The exercise:
Copy every line of the entries below, requests included, and scale each point coordinate in the answers by 1.9. Round the results to whole numbers, with halves rounded up.

━━━━

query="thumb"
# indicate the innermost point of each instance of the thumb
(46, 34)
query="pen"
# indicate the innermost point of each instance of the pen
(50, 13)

━━━━

Worked answer:
query="thumb"
# indicate the innermost point of each instance of the thumb
(87, 65)
query="pen"
# indicate the innermost point of each instance of the pen
(95, 25)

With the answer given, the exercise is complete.